JOB: Extract every line of the listing that contains the word "shaped".

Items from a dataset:
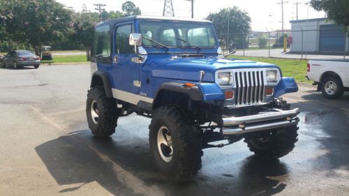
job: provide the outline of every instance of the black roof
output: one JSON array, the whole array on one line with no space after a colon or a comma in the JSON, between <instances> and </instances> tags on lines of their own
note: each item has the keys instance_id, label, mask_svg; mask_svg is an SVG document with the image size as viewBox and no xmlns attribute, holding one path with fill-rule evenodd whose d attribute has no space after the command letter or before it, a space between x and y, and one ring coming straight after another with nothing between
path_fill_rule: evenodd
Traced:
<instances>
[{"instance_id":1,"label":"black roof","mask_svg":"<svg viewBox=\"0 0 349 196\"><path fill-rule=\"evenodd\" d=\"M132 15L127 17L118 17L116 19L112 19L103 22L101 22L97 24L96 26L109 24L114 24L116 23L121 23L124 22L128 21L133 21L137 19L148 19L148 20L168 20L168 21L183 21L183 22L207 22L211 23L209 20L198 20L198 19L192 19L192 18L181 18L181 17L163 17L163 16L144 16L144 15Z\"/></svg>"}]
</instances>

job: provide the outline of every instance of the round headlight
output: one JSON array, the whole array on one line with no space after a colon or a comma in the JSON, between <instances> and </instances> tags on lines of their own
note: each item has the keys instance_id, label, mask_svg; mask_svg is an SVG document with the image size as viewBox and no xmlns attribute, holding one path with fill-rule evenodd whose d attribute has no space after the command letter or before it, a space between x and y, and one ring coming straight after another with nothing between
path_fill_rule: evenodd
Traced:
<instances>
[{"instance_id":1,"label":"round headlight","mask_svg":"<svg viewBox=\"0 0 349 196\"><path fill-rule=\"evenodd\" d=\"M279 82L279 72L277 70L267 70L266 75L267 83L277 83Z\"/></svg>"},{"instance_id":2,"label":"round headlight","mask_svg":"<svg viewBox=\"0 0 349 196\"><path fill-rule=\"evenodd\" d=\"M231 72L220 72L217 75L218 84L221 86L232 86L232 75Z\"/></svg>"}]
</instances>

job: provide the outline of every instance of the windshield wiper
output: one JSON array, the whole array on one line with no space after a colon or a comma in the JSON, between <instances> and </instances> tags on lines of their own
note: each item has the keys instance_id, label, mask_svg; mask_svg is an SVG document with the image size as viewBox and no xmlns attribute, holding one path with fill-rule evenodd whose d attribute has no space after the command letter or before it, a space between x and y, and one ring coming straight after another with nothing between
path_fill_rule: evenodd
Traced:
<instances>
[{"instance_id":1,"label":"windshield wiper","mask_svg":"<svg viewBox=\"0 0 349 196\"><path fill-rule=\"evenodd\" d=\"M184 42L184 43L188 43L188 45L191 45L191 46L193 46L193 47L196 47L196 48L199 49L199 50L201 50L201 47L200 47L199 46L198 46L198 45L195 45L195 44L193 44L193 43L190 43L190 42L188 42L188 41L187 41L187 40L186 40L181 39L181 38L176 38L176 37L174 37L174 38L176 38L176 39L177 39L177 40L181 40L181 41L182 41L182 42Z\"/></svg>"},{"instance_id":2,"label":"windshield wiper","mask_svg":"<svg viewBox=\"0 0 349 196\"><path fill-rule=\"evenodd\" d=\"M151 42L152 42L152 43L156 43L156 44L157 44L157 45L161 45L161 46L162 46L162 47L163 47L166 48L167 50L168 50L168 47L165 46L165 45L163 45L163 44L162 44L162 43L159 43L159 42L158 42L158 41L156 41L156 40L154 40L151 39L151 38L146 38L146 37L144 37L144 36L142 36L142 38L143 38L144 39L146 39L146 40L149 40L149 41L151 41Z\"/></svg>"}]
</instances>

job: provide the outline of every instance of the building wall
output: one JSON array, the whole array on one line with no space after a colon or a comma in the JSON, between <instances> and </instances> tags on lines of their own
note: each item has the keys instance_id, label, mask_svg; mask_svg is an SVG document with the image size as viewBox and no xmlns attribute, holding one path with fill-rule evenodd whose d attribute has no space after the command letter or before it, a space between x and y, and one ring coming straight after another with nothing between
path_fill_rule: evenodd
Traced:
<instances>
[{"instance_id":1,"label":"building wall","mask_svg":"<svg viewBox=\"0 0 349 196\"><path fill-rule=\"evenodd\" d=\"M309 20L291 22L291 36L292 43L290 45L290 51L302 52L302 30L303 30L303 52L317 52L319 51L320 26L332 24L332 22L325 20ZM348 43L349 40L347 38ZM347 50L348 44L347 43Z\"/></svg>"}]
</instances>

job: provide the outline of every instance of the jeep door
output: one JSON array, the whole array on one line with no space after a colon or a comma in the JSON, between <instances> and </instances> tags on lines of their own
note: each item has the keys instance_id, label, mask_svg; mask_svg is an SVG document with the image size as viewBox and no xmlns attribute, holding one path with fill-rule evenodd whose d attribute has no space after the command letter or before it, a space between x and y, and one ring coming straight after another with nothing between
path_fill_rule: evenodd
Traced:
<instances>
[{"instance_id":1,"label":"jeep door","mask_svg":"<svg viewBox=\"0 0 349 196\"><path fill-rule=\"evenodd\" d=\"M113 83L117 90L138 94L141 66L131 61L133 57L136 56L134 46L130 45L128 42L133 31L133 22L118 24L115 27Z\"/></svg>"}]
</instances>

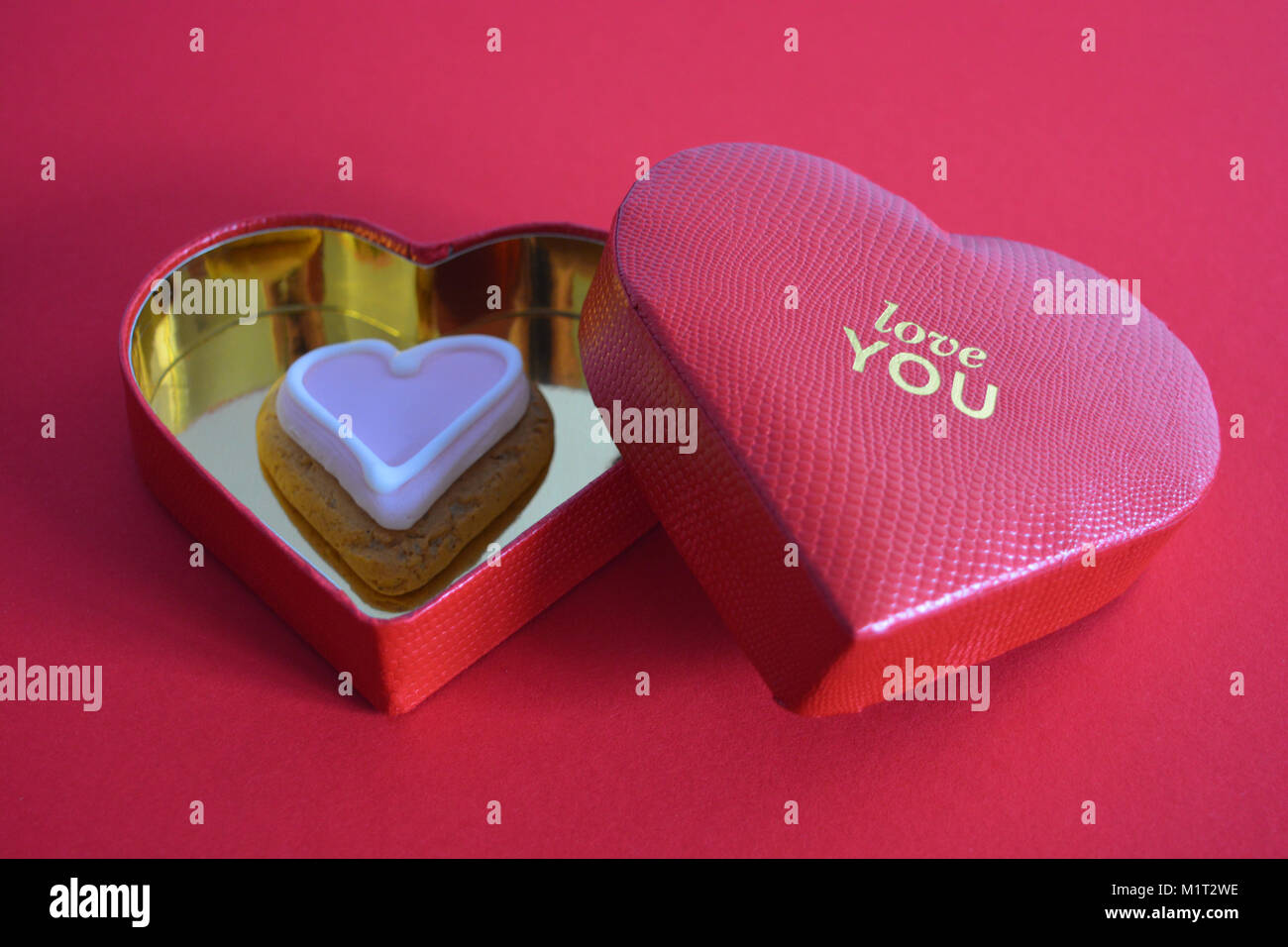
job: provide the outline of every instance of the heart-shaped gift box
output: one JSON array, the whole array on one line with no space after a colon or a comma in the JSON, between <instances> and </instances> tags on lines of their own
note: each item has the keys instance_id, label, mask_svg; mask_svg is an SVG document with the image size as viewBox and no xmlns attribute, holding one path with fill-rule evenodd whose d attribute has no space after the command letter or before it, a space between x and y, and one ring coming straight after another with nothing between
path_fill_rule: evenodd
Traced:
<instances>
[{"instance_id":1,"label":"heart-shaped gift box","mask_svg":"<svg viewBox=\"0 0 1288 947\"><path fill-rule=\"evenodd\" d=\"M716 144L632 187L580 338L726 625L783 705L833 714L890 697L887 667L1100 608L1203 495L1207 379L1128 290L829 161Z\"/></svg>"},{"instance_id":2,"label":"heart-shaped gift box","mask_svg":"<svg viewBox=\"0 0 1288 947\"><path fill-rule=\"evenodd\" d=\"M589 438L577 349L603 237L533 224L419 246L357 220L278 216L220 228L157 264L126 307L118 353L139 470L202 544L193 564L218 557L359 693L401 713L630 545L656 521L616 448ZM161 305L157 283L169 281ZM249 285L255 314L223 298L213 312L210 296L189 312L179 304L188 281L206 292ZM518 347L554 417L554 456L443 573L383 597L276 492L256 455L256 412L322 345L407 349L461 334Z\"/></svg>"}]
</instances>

TASK SOLUTION:
job: provide the outline of every instance of the heart-shaped gift box
[{"instance_id":1,"label":"heart-shaped gift box","mask_svg":"<svg viewBox=\"0 0 1288 947\"><path fill-rule=\"evenodd\" d=\"M716 144L632 187L580 338L726 625L783 705L833 714L890 697L887 667L1100 608L1203 495L1207 379L1128 290L829 161Z\"/></svg>"},{"instance_id":2,"label":"heart-shaped gift box","mask_svg":"<svg viewBox=\"0 0 1288 947\"><path fill-rule=\"evenodd\" d=\"M589 438L577 349L603 237L533 224L419 246L357 220L278 216L220 228L157 264L126 307L118 353L139 470L202 544L193 564L218 557L359 693L401 713L630 545L656 521L616 448ZM161 305L157 283L169 281ZM249 285L255 314L223 298L213 312L210 296L189 312L179 304L188 281L206 292ZM518 347L554 417L554 456L443 573L383 597L276 492L256 455L256 412L322 345L407 349L461 334Z\"/></svg>"}]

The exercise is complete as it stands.